**What you should do**:
From the first entry to the last, repeat the listing exactly.
=== Begin Enclosure ===
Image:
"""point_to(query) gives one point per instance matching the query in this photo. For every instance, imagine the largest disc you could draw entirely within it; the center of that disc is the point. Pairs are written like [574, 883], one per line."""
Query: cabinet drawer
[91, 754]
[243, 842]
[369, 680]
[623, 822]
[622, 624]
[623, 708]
=== End Enclosure ===
**Answer to this exercise**:
Image:
"""point_to(query) gives one point per instance matching the query in this photo. For every instance, imagine the largest disc you could draw entirely within it; the center of that disc is the point. Pairs are written like [574, 883], one per line."""
Query: cabinet drawer
[91, 754]
[243, 842]
[369, 680]
[623, 822]
[622, 624]
[623, 708]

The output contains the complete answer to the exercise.